■ **WHAT YOU HAVE TO DO**:
Convert the lines between the one containing "Task: put a dot on each instance of the white" and the end of the items, inclusive, into a numbered list, omitting any blank lines.
begin RAW RECORDS
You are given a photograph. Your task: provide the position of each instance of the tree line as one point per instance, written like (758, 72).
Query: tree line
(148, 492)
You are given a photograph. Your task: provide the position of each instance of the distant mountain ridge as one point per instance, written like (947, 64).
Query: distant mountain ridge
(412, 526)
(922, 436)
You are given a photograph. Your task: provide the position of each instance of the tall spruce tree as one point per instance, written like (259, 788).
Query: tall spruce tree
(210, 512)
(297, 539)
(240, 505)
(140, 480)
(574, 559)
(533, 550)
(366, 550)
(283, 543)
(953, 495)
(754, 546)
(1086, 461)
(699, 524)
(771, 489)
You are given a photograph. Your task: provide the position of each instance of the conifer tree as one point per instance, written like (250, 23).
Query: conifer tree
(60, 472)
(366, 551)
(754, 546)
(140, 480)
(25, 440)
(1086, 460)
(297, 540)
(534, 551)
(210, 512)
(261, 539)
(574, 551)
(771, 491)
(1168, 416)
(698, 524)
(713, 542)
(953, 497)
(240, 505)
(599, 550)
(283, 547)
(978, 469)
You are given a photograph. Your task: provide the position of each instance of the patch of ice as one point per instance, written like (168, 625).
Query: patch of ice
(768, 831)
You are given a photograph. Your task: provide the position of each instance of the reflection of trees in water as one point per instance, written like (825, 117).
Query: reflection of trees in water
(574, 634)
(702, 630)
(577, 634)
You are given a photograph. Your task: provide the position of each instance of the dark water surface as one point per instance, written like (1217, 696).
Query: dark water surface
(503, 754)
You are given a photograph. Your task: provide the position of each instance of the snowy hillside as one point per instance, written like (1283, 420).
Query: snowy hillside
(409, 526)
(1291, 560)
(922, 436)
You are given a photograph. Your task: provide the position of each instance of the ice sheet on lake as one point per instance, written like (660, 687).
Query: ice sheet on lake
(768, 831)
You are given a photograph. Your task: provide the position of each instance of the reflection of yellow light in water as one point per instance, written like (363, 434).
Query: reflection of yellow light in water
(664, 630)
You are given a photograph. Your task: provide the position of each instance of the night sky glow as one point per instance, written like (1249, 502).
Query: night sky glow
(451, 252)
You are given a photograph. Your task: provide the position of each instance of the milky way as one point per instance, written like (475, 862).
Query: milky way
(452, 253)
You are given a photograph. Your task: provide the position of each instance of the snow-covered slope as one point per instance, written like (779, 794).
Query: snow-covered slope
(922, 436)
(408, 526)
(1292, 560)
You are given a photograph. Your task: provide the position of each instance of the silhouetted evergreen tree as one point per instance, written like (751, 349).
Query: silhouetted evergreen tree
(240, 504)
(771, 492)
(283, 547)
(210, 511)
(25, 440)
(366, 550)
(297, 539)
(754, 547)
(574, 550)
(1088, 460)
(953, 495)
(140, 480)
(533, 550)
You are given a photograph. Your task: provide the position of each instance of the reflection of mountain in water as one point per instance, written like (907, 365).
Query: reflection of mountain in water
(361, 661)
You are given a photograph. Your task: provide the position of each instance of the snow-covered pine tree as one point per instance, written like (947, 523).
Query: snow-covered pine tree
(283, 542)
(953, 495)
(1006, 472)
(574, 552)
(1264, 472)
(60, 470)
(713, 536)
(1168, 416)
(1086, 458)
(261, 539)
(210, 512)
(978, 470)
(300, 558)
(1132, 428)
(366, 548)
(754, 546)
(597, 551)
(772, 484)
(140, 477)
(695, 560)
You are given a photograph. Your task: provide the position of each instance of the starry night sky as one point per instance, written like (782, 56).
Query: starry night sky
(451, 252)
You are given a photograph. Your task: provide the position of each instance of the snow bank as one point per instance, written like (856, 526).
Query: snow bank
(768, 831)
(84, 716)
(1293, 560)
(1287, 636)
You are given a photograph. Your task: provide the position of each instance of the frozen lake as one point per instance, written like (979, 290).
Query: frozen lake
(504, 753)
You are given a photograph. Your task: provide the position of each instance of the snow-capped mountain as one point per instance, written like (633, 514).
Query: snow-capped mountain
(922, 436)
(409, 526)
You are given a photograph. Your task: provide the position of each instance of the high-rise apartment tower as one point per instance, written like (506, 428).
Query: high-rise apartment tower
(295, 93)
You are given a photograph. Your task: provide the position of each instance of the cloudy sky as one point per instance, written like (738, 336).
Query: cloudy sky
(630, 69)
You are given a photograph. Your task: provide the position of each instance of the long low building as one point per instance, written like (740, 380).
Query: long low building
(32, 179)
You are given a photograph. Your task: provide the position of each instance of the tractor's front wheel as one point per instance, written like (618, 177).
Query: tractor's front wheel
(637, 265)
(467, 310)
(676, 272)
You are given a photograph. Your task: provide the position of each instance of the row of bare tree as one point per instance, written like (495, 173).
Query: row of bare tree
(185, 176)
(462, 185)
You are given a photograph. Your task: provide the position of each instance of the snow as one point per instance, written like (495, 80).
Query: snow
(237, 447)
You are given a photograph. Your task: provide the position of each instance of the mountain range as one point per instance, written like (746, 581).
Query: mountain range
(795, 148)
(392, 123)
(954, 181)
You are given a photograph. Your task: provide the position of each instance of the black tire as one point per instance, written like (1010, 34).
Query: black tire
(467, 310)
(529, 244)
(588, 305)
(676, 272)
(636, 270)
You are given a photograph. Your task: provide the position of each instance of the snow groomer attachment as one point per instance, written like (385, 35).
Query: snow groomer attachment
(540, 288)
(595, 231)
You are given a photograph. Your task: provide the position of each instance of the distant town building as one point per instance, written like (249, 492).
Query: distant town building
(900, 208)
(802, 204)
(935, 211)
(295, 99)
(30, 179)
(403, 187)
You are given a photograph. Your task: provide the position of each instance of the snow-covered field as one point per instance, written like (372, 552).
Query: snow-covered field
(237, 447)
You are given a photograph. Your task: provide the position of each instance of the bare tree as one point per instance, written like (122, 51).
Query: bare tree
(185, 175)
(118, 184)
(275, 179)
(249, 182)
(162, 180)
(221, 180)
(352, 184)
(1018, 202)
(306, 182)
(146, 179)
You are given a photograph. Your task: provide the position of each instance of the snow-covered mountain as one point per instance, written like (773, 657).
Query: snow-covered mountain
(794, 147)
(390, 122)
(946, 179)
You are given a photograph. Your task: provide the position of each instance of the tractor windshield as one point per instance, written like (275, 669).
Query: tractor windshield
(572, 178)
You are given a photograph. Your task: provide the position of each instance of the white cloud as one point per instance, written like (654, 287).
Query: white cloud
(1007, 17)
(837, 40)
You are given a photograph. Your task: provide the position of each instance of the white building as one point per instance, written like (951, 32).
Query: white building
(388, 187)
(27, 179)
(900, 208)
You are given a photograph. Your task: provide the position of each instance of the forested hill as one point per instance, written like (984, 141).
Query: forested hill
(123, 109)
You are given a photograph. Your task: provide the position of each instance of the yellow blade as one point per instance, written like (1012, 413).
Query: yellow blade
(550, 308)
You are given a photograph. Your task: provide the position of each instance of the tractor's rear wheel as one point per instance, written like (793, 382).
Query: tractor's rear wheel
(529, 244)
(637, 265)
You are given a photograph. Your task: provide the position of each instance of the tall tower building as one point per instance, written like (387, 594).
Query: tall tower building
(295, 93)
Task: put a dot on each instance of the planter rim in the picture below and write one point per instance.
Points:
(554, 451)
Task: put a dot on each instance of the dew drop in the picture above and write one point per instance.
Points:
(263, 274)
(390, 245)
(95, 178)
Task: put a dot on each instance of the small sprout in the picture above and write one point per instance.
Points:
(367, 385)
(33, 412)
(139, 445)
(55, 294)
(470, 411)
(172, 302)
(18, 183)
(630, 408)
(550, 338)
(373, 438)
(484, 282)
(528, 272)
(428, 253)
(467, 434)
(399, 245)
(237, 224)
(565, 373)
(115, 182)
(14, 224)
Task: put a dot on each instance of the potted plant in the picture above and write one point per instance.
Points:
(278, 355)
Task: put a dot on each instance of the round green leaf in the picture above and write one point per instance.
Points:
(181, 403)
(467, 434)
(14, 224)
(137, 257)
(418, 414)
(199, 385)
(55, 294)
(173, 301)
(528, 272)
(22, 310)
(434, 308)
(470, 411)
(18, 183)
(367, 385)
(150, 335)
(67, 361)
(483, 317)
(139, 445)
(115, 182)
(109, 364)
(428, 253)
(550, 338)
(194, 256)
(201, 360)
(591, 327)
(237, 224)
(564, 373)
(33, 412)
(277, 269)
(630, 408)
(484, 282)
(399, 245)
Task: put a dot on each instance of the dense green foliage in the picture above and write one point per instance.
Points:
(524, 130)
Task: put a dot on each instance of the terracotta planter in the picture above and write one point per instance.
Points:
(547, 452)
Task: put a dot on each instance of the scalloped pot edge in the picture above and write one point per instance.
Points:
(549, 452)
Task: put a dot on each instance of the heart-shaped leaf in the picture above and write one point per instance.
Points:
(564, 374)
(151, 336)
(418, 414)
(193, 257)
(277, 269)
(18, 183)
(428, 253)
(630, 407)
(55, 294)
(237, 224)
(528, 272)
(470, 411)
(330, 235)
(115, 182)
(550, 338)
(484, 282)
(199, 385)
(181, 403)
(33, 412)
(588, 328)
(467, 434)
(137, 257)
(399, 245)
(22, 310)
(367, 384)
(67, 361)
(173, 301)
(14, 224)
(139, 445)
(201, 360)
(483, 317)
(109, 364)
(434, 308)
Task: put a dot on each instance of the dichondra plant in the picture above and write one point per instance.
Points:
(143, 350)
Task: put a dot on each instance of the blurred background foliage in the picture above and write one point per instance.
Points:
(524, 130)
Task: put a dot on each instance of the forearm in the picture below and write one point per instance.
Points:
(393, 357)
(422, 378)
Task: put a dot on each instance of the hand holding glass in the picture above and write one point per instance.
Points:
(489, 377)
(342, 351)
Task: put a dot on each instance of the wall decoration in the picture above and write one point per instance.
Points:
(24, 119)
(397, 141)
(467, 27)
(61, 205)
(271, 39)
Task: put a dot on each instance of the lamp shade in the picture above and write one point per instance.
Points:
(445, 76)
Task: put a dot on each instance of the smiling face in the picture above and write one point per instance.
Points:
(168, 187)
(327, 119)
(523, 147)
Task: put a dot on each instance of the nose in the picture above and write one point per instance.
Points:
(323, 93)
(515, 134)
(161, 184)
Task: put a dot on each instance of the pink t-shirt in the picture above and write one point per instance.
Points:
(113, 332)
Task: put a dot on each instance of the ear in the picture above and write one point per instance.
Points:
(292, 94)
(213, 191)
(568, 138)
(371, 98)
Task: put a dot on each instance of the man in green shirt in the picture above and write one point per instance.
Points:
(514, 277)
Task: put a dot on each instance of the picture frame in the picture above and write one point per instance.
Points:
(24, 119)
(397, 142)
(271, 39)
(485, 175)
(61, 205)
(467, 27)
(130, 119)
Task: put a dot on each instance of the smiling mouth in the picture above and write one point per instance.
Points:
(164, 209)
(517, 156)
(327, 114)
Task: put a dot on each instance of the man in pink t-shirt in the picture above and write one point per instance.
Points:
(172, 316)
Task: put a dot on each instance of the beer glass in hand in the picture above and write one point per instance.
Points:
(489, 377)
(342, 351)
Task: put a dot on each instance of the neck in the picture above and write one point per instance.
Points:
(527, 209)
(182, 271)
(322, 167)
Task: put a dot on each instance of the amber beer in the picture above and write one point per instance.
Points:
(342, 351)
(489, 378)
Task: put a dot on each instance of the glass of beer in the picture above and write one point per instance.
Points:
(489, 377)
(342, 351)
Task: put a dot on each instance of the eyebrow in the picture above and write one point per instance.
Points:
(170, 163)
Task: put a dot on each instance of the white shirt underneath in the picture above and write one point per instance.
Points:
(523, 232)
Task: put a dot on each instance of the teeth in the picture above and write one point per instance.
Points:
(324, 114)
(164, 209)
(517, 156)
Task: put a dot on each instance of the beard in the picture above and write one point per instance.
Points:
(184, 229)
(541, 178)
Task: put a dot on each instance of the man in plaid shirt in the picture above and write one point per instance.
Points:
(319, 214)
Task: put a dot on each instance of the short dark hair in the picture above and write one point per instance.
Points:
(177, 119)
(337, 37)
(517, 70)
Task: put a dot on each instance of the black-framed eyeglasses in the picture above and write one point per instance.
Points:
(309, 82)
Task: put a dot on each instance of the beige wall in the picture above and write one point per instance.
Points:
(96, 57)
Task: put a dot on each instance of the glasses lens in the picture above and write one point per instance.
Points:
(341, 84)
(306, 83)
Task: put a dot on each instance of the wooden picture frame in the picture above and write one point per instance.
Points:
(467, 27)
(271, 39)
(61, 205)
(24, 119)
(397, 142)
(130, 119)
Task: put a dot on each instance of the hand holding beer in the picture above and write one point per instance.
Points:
end RAW RECORDS
■ **RESULT FOR THIS EXERCISE**:
1. Task: put a dot on each instance of the white shirt underneath in the picture above and write one point per instance.
2. Points:
3. (523, 232)
4. Task: put a dot on each instance of the teeth in the picture above and write one point per instance.
5. Points:
6. (324, 114)
7. (164, 209)
8. (517, 156)
9. Task: put a dot on each instance of the beard in the picture above and write one point per instance.
10. Points:
11. (184, 229)
12. (541, 178)
13. Task: put a dot on each instance of the man in plaid shirt in the picture above and write one point per instance.
14. Points:
15. (319, 214)
16. Task: put a dot on each instance of the short dark hair in the picture above and write one point per instance.
17. Points:
18. (177, 119)
19. (337, 37)
20. (517, 70)
21. Task: put a dot on each instance of the black-framed eyeglasses in the picture above and write one point per instance.
22. Points:
23. (309, 82)
24. Task: put a dot on each instance of the beige wall in the picture above and write one point per instance.
25. Points:
26. (96, 57)
27. Task: put a dot on each instance of the glasses lens in the picture above and write one point per instance.
28. Points:
29. (341, 84)
30. (306, 83)
31. Task: put a dot on each instance of the wooden picture frame in the picture above and write one point per instance.
32. Points:
33. (467, 27)
34. (271, 39)
35. (61, 205)
36. (24, 119)
37. (397, 142)
38. (130, 119)
39. Task: put a dot on each instance of the hand holding beer in the picture above and write one point per instance.
40. Points:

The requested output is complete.